Start of MATERIAL PROVIDED

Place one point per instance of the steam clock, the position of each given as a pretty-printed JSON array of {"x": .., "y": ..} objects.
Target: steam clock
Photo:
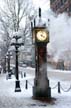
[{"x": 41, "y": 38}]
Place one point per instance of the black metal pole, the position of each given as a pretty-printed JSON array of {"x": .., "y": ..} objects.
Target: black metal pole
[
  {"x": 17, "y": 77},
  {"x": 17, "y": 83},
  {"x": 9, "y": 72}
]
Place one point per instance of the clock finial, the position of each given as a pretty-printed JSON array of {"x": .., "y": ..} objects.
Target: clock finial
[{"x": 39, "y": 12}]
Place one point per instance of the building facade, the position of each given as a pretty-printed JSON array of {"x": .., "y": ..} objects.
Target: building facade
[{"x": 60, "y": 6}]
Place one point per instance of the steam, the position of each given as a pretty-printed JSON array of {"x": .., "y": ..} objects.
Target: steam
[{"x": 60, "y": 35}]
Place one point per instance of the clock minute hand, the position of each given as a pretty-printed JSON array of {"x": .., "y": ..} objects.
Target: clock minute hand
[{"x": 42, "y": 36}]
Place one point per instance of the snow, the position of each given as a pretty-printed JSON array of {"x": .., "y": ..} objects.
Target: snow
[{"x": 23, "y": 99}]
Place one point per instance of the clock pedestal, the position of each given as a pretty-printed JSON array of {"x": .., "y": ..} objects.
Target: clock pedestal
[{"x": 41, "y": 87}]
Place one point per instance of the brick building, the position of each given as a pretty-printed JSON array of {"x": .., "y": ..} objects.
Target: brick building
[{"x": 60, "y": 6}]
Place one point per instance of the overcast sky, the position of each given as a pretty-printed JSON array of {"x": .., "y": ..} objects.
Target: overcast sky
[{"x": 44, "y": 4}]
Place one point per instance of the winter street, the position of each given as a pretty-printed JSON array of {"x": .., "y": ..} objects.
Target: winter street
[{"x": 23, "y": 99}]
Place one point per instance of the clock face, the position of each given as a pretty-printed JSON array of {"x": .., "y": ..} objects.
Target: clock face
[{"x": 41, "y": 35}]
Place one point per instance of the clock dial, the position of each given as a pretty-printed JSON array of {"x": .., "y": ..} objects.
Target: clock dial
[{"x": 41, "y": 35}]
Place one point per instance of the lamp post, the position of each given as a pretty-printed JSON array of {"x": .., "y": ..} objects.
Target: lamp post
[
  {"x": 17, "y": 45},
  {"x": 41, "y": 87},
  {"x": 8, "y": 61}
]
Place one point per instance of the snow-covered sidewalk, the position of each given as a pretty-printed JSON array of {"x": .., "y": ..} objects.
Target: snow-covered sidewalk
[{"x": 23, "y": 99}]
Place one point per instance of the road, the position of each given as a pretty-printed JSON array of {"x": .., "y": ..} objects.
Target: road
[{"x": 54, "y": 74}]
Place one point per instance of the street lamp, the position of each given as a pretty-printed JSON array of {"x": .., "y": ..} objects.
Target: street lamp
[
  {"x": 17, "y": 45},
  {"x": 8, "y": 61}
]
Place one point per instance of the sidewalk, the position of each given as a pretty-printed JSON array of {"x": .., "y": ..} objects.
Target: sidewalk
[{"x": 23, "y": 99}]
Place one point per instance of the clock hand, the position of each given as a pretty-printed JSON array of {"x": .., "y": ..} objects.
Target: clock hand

End of MATERIAL PROVIDED
Start of MATERIAL PROVIDED

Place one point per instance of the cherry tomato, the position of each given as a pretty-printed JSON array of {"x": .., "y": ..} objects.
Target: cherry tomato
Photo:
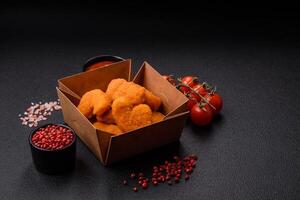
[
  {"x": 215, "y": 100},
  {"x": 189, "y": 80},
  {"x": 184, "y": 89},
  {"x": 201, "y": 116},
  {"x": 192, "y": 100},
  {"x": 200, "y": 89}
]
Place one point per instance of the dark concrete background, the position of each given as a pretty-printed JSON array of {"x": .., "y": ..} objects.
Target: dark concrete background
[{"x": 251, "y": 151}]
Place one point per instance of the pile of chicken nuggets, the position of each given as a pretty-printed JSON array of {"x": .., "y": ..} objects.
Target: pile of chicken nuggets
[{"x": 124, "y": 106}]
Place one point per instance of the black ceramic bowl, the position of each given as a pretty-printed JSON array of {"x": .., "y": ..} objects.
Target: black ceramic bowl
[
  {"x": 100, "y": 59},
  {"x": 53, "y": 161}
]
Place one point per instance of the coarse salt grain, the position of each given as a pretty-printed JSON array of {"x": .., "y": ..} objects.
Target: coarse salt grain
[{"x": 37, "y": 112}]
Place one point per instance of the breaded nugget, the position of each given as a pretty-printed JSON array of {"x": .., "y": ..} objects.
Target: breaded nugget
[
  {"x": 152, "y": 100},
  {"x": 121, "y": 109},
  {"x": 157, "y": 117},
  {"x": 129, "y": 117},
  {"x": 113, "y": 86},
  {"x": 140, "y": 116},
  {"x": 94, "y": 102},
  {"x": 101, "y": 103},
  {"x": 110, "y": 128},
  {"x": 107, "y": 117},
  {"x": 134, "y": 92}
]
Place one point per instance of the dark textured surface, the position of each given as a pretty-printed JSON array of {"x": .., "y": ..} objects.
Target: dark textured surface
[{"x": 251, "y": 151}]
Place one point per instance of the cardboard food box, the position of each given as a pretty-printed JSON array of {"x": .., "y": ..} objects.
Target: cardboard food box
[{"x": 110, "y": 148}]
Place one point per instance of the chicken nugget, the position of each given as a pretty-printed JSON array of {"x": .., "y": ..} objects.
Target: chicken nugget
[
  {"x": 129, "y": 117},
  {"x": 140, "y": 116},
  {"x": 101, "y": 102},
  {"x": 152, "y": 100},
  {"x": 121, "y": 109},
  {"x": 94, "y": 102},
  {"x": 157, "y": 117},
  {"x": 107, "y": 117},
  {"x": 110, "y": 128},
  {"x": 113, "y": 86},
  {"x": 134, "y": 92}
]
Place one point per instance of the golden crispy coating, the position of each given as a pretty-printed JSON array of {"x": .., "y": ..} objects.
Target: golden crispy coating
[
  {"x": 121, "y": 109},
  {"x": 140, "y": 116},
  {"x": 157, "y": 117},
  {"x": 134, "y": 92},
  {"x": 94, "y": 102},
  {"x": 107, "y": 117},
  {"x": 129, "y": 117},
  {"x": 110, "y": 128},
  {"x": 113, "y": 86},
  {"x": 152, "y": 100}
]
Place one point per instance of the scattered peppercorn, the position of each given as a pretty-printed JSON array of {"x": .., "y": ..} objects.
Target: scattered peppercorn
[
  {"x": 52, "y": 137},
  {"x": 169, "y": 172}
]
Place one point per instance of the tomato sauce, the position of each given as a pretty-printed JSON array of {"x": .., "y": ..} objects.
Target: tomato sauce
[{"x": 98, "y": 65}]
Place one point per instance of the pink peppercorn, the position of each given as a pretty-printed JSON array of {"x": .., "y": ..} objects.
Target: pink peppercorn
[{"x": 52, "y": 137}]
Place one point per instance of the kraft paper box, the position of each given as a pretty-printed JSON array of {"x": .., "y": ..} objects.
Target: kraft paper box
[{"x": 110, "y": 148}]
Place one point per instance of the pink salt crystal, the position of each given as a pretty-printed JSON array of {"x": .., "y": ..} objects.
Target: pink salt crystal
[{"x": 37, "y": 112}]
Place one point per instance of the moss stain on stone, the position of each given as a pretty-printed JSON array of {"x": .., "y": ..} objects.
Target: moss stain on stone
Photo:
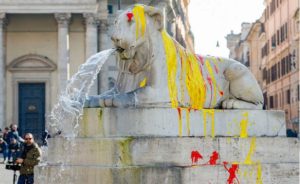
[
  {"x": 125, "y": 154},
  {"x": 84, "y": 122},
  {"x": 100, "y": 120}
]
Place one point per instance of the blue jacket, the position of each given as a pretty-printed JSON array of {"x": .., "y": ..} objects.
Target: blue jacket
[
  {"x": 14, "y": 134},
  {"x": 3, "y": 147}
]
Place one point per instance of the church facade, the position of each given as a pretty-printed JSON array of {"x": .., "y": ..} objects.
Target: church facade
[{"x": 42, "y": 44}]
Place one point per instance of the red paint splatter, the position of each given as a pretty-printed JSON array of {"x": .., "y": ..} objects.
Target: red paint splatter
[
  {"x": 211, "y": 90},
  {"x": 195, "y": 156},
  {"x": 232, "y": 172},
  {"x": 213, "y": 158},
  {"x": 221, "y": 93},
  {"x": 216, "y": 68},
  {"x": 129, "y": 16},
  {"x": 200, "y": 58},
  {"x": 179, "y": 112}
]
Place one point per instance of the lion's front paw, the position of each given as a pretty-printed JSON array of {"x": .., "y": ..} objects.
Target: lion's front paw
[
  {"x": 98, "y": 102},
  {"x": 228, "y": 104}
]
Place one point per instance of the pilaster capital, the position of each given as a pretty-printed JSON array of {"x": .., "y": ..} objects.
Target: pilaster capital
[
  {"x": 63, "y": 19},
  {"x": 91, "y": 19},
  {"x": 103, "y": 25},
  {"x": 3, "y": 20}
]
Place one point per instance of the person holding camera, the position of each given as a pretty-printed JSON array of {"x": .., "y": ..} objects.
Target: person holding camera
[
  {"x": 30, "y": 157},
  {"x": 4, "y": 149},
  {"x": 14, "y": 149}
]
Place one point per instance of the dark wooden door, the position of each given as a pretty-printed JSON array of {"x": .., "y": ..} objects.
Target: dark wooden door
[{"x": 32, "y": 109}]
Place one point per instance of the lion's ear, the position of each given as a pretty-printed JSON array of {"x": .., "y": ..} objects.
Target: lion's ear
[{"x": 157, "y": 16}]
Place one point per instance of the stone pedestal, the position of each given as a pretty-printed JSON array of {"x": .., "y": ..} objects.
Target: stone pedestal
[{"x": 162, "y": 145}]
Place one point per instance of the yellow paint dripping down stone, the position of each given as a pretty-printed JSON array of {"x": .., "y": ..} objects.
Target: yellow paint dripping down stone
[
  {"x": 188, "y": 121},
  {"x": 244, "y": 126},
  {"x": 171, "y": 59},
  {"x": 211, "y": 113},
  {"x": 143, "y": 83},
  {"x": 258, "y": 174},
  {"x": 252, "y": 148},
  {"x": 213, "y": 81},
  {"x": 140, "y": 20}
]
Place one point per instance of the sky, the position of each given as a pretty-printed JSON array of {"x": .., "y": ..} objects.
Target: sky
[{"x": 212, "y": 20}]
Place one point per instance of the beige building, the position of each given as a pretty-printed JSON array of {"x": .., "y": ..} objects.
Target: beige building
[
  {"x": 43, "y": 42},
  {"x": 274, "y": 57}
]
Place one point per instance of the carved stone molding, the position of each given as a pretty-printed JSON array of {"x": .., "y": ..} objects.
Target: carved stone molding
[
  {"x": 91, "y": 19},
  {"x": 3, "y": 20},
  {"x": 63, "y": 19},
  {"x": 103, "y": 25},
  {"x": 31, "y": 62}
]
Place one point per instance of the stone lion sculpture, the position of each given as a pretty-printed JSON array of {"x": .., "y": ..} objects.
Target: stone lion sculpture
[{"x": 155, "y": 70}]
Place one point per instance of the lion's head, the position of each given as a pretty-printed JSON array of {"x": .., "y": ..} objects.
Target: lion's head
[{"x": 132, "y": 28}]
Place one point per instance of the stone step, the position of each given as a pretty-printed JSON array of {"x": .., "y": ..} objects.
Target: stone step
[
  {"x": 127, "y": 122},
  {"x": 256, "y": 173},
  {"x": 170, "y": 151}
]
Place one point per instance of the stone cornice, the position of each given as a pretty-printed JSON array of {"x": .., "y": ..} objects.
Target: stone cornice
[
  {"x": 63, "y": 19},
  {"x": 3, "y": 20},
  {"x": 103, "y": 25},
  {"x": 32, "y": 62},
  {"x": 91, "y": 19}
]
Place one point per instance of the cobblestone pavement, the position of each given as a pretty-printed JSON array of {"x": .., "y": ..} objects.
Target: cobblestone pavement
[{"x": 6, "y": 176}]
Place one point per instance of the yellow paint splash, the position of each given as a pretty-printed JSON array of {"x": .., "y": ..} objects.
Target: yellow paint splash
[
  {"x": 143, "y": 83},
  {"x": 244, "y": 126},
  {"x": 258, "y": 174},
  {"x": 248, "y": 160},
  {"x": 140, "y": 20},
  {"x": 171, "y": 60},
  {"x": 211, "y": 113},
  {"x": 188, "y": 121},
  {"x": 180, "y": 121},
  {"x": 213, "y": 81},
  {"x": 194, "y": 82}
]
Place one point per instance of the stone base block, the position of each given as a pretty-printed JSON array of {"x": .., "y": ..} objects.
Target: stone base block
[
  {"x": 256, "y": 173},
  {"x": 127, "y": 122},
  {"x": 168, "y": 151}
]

End of MATERIAL PROVIDED
Start of MATERIAL PROVIDED

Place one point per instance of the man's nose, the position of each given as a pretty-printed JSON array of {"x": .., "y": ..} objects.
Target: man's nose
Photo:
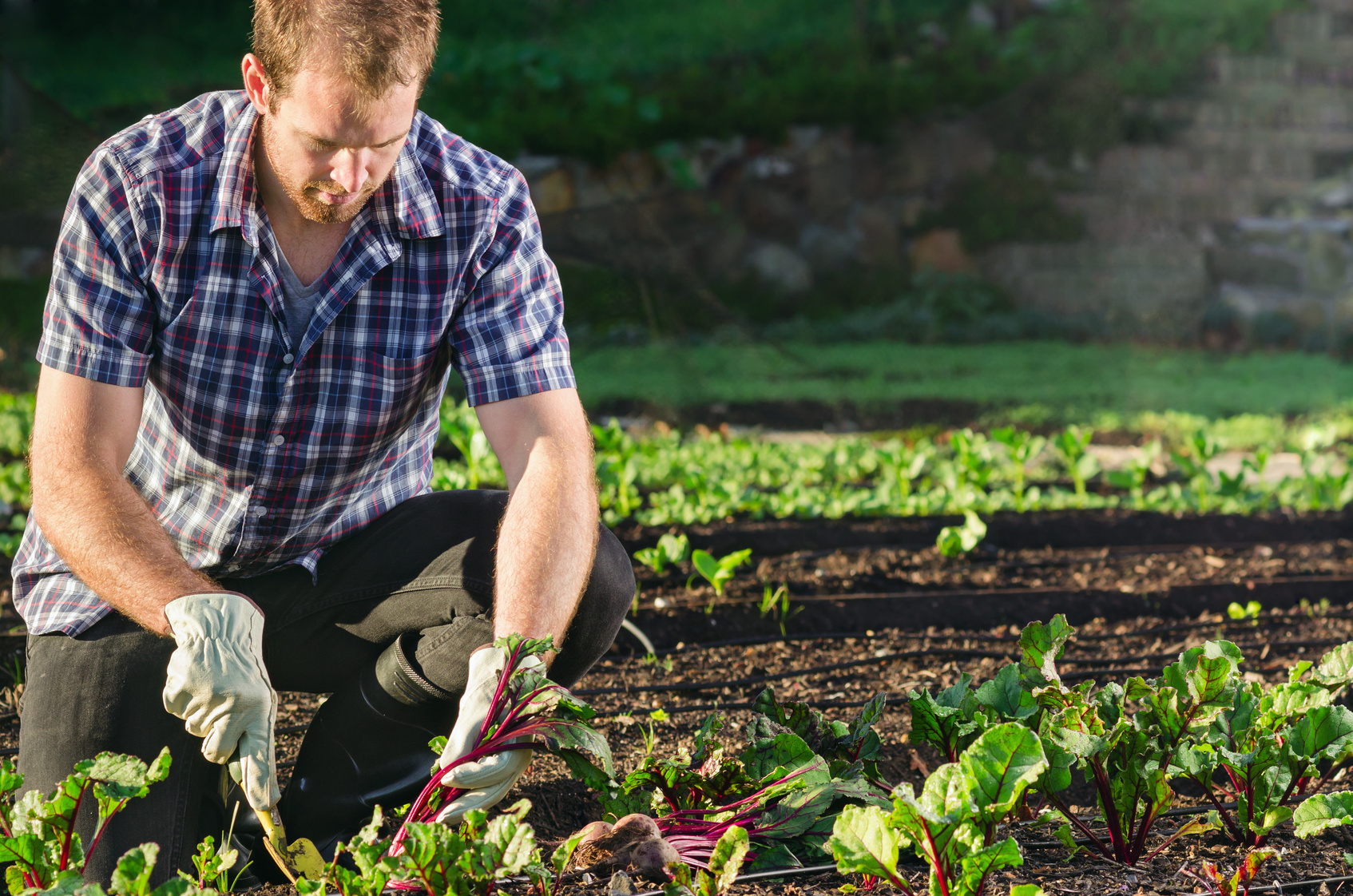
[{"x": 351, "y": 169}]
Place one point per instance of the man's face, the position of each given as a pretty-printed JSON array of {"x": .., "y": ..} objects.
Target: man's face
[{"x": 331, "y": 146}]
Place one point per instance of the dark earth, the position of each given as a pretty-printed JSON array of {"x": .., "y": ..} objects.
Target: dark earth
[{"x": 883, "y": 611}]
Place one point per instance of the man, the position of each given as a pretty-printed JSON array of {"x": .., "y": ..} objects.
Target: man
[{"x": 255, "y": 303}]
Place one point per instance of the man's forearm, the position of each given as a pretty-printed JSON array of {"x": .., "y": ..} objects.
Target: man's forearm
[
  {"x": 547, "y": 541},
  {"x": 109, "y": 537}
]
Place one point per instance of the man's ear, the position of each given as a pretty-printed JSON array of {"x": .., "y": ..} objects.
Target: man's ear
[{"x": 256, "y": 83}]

End of MATERIAL PROVIDED

_AIM OF THE TASK:_
Search the lines above for the string "moss", then show every one that has it.

_ANSWER TO THE PROBLEM:_
Place one point per instance of the moss stain on stone, the position of each given as a pretty-printed JSON array of {"x": .., "y": ..} objects.
Target: moss stain on stone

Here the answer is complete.